But Gurdus doesn't consider the TWA hijacking the most dramatic he's monitored.

The most chilling, he says, was the December 1984 commandeering of a Kuwaiti airlines plane to Tehran by a group of Shiite Muslims. Gurdus listened as the hijackers executed one hostage and savagely beat the others, before finally surrendering to the Iranian authorities.

``I could hear the screams as they tortured the hostages and threatened to execute them. It was the most awful thing, I sat here shaking,'' he says.

Gurdus also monitors military communications frequencies. This has let him in on some of the most sensitive hostage rescue operations in recent years, including the United States' abortive attempt in 1980 to free American hostages held in Tehran.

After receiving a tip that an airborne operation was in the offing, Gurdus began scanning radio frequencies.

``I picked up the communications between all the planes and their command headquarters,'' Gurdus says. ``It was absolutely astounding. I heard radio reports of air crashes, and how radio contact was lost with most of the planes.''

Concerned for the fate of the US troops involved, Gurdus held back his information until publication of an official American statement. Later he provided a series of exclusive reports on previously unknown details of the operation.

Gurdus's advance knowledge of sensitive military moves almost led to disaster in 1977 when German commandos stormed a Lufthansa airliner that was hijacked to Mogadishu, Somalia.

Gurdus tuned in to German Army communications and monitored preparations for the operation. But his confidential tips to Israeli television were accidentally broadcast five hours before the attack was to begin.

``The German government immediately put out advisories to all the news agencies not to carry the Israeli report,'' Gurdus recalls. ``It was a bad business.''

His biggest story, Gurdus says, was a report that led to the British rescue of Cypriot leader Archbishop Makarios following his overthrow in 1974. After Radio Nicosia announced that Makarios was dead, Gurdus picked up the archbishop's calls for help, which were broadcast from a makeshift transmitter in the coastal Cypriot town of Paphos. After Gurdus broadcast the appeal, a Royal Air Force plane was dispatched to take Makarios to Malta.

When Israel invaded Lebanon in June 1982, Gurdus's reports became the only source of information for Israelis about their country's military moves. While an officially imposed news blackout allowed only carefully censored stories to be filed from the front, Gurdus's broadcasts of foreign reports were at the top of local newscasts.

``The most dramatic was PLO [Palestine Liberation Organization] radio, which broadcast from a west Beirut bunker during the Israeli siege of the city,'' Gurdus remembers. ``It was an FM broadcast, very clear. I could actually hear how they were being shelled, the explosions. It was very dramatic.''

``They broadcast until the last minute, even in Hebrew. It was mostly propaganda, news of the battles and encouragement to fighters in the field, like, `We shall never surrender. We'll fight to the last man.' ''

The list goes on and on.

Extracted entries ::

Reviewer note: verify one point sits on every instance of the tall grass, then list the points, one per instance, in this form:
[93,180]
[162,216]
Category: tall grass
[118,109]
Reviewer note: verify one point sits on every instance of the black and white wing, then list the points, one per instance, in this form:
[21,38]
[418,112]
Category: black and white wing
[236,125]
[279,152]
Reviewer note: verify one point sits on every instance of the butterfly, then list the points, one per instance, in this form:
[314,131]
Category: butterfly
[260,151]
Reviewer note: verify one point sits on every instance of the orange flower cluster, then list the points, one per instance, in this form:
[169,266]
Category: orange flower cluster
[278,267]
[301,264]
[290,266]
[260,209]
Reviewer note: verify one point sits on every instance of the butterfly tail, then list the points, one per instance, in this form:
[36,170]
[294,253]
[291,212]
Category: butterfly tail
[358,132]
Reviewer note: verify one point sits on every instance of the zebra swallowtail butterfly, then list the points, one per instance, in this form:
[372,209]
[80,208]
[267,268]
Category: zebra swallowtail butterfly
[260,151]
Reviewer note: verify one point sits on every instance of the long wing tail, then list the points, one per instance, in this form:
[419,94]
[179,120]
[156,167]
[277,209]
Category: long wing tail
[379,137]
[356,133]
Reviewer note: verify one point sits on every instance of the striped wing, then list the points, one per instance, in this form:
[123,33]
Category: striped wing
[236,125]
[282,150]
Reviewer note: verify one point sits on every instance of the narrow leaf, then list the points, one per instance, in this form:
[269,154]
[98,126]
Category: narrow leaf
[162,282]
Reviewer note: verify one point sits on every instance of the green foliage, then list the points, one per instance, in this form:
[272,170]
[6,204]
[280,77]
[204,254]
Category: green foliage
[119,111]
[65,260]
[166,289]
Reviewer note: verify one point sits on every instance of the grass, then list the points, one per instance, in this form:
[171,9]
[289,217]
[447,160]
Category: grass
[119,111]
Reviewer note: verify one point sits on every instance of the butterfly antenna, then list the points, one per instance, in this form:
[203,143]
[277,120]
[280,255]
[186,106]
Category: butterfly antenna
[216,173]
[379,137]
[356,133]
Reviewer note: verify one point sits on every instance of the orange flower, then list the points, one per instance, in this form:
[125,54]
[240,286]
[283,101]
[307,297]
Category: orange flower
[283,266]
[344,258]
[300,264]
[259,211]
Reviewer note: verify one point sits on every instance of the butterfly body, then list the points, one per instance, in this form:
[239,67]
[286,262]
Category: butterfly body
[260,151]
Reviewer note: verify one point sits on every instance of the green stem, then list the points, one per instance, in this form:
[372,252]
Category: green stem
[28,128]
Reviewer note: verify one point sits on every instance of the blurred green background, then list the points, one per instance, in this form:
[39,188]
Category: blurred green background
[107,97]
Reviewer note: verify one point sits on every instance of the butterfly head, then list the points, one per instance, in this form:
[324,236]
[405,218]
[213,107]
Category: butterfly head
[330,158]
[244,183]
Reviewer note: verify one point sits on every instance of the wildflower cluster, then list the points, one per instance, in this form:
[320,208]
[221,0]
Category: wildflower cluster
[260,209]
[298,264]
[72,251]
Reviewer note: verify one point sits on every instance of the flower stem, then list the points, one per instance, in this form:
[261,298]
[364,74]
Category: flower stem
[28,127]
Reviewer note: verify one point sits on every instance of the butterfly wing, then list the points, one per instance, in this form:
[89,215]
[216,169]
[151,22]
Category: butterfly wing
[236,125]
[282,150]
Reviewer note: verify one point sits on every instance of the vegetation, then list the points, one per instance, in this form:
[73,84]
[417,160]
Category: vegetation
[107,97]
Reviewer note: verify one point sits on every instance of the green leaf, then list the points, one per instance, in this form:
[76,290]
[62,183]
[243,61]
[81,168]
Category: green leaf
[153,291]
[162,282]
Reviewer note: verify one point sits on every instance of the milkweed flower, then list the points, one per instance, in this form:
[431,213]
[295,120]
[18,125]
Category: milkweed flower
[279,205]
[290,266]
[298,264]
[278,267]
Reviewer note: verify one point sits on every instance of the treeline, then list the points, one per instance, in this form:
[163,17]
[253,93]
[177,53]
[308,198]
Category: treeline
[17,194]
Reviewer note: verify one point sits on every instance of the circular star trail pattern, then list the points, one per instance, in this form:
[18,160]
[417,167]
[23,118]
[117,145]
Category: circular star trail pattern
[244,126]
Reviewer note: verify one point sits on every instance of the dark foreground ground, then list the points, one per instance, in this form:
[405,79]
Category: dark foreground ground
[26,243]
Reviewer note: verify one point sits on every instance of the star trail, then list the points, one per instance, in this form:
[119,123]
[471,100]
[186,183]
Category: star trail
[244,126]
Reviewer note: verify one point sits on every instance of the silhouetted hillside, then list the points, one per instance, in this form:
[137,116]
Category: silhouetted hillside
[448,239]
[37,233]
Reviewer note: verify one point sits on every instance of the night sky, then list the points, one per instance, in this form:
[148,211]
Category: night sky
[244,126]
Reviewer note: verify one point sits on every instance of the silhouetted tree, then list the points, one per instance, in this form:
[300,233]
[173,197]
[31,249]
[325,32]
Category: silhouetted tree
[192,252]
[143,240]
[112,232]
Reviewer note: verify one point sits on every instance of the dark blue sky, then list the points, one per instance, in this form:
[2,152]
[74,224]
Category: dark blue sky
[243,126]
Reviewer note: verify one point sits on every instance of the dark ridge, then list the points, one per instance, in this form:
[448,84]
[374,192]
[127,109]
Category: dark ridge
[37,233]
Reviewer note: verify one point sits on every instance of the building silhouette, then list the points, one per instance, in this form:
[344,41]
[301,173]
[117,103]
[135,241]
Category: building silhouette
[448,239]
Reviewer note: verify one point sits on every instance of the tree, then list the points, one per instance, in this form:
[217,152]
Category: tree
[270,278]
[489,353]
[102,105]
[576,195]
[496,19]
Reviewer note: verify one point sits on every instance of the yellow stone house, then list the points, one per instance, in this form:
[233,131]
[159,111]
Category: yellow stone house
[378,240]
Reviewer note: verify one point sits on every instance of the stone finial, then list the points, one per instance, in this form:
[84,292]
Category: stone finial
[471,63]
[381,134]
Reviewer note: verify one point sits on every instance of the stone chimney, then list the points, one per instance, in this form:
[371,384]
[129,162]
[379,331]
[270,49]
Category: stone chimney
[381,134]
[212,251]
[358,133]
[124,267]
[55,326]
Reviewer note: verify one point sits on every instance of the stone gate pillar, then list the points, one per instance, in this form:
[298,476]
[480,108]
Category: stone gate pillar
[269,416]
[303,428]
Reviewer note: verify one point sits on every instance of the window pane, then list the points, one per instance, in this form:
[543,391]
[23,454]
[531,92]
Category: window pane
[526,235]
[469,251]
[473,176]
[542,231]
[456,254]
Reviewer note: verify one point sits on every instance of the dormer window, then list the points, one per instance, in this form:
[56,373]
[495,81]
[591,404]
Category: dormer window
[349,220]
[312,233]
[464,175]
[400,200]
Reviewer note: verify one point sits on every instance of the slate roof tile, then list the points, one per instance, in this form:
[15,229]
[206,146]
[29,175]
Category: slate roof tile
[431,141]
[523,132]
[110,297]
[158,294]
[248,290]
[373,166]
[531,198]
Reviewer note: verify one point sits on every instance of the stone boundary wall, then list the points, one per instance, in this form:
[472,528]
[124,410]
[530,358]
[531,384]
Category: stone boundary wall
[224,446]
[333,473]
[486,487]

---

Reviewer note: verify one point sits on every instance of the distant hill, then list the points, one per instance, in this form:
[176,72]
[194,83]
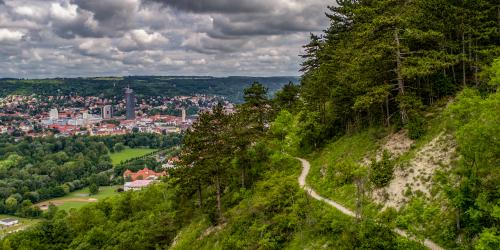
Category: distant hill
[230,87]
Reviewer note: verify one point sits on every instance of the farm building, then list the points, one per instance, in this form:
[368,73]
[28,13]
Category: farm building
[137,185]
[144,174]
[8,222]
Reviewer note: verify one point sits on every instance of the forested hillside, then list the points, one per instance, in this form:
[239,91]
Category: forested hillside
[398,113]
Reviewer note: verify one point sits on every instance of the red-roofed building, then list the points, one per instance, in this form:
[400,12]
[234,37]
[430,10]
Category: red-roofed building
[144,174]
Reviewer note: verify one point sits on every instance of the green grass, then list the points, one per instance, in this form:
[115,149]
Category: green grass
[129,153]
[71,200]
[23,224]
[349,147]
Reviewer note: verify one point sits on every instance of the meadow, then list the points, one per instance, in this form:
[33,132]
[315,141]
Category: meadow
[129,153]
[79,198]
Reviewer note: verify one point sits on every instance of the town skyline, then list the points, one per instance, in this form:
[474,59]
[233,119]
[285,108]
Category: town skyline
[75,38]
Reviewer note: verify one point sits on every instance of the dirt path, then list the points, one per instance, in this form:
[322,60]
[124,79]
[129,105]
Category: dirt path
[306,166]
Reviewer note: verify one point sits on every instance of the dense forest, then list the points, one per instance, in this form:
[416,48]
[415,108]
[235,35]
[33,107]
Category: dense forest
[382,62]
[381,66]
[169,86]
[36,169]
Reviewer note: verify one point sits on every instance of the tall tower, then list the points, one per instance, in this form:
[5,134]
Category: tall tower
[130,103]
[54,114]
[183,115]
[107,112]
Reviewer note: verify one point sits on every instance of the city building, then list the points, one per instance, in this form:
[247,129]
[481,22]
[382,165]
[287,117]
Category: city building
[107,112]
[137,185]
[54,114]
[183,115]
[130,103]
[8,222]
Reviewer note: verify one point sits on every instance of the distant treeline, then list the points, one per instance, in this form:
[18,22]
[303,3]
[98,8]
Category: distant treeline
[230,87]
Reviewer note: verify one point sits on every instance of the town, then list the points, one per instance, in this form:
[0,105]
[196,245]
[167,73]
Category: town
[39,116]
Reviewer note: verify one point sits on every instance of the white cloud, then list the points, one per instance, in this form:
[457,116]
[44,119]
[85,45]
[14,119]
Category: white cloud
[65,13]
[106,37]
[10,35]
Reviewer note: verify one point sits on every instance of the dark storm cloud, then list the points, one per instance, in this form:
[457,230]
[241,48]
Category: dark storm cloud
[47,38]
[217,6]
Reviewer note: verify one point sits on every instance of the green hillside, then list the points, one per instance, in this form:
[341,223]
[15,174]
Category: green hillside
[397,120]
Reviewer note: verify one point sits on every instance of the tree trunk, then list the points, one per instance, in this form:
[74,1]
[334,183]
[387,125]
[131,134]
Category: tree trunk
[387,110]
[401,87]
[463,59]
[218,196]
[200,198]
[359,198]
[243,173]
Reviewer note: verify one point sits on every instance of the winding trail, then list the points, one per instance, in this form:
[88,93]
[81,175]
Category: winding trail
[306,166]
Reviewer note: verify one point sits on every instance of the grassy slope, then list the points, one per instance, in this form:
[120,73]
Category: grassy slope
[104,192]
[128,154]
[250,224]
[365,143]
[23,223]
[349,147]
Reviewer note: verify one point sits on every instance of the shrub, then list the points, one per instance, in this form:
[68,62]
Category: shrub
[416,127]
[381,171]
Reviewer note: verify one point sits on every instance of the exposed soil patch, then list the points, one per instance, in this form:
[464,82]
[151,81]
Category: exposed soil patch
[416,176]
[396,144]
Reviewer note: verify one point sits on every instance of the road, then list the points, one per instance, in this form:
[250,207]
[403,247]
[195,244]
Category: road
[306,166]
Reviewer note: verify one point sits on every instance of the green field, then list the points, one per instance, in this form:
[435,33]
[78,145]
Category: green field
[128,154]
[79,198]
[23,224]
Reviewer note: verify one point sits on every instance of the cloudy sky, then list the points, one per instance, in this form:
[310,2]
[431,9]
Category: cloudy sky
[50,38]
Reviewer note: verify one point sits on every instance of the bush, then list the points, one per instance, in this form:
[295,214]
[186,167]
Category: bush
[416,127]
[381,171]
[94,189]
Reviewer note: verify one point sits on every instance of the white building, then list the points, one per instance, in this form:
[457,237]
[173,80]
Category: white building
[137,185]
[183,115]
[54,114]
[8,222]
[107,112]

Problems and tasks ::
A - Answer these questions from the article on Gurdus's radio monitoring:
(i) To which city was the Kuwaiti airlines plane commandeered in December 1984?
(ii) How many hours before the attack were Gurdus's tips to Israeli television accidentally broadcast?
(iii) Where did the Royal Air Force plane take Makarios?
B - Please carry on the article on Gurdus's radio monitoring, picking up after its final sentence.

Answers by task ::
A -
(i) Tehran
(ii) Five hours
(iii) Malta

B -
Michael Gurdus says he was the first to hear and report the 1976 hijacking of an Air France plane to Entebbe, Uganda, which ended with a daring rescue by Israeli commandos. He heard the first civilian air contact between Israel and Egypt when former Egyptian President Anwar Sadat flew into Tel Aviv in November 1977. In 1980, Gurdus was the first to report the Libyan invasion of Chad.

During the 1980 strikes in Poland by the now-banned Solidarity trade union, Gurdus monitored and broadcast ham radio transmissions from Polish industrial plants reporting on the strikes and violent clashes with security forces. He also reported their messages of concern over an imminent Soviet invasion, and picked up a high-level Soviet air alert put out over the Air Force's communications network.

Gurdus says he has even been able to hear private conversations aboard US Air Force One, picked up by its communications equipment.

Gurdus believes he has established himself as the only one-man international monitoring service in the world. He attributes his success to a life-long love of radio and journalism. This love began in his childhood home where his father, a journalist, cluttered the house with radios and teleprinters.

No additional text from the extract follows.